Set down all of the data exactly as it appears.

(Object point labels)
--
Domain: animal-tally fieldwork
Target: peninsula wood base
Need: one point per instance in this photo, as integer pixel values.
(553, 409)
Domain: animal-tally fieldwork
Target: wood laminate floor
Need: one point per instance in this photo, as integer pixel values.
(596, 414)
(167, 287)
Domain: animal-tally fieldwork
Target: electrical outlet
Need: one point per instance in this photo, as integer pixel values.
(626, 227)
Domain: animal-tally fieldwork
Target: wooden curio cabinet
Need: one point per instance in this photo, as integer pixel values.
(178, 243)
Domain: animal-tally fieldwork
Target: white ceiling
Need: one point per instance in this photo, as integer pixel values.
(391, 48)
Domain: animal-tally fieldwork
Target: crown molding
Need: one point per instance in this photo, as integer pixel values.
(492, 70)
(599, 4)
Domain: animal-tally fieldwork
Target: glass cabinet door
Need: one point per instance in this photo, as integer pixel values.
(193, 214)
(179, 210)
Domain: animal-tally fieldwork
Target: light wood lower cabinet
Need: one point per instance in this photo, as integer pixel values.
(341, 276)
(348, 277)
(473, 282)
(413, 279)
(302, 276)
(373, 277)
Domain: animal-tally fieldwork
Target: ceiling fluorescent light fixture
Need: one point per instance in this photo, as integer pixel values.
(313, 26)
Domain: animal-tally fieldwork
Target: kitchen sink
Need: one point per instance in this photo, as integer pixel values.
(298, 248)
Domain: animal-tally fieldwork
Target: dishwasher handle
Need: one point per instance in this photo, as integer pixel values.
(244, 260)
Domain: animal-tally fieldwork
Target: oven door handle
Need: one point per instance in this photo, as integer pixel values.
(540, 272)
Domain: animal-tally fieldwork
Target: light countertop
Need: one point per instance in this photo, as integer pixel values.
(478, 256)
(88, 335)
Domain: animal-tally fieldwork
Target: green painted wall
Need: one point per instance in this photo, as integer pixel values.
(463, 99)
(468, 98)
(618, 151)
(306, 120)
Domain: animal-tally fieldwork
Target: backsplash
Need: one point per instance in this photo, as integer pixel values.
--
■ Full answer:
Domain: animal-tally fieldwork
Target: peninsula wood base
Need: one point per instance in this photo, as integer pixel values.
(553, 409)
Domain: animal-tally fieldwork
Target: wood laminate floor
Need: one point per instance in this photo, as integer pixel values.
(596, 414)
(167, 287)
Domain: animal-tally fieldwork
Target: electrical outlet
Need: one point per instance in this photo, as integer pixel values.
(626, 227)
Domain: animal-tally fieldwork
Target: wooden curio cabinet
Need: one point per instance in this photo, as integer pixel values.
(178, 243)
Domain: animal-tally fieldwork
Target: white ceiling
Need: one point per instance in this photo, as integer pixel values.
(391, 48)
Domain: animal-tally fieldwork
Target: crown molding
Need: one point per instance in this photo, as integer pixel values.
(492, 70)
(599, 4)
Domain: animal-tally fieldwork
Target: glass cabinet door
Need: one point per instance in this photo, as integer pixel values.
(193, 214)
(179, 210)
Domain: animal-tally fieldwork
Target: light wood lower cabinet
Need: one point per instance in this photo, as integer pixel values.
(341, 276)
(348, 277)
(473, 282)
(413, 279)
(302, 276)
(373, 277)
Domain: animal-tally fieldwork
Target: ceiling fluorescent light fixture
Need: one point per instance in this photo, as integer pixel values.
(313, 26)
Domain: animal-tally fieldwork
Target: kitchen sink
Need: one point per instance in this photo, as integer pixel values.
(298, 248)
Domain: animal-tally fieldwork
Target: dishwasher handle
Need: one point per instance in this photo, as integer pixel values.
(244, 260)
Domain: animal-tally fieldwork
Target: oven door handle
Need: one point per instance in this photo, as integer pixel values.
(540, 272)
Domain: animal-tally fieldwork
Target: light countertop
Need: one point per instance in this photo, as integer pixel values.
(478, 256)
(88, 335)
Domain: animal-tally fieldwork
Target: green painted wall
Need: one point per instance in this photo, as integer pixel values.
(463, 99)
(468, 98)
(618, 151)
(306, 120)
Domain: animal-tally fieldwork
Target: backsplash
Need: one point per instance in this photo, as integer pixel values.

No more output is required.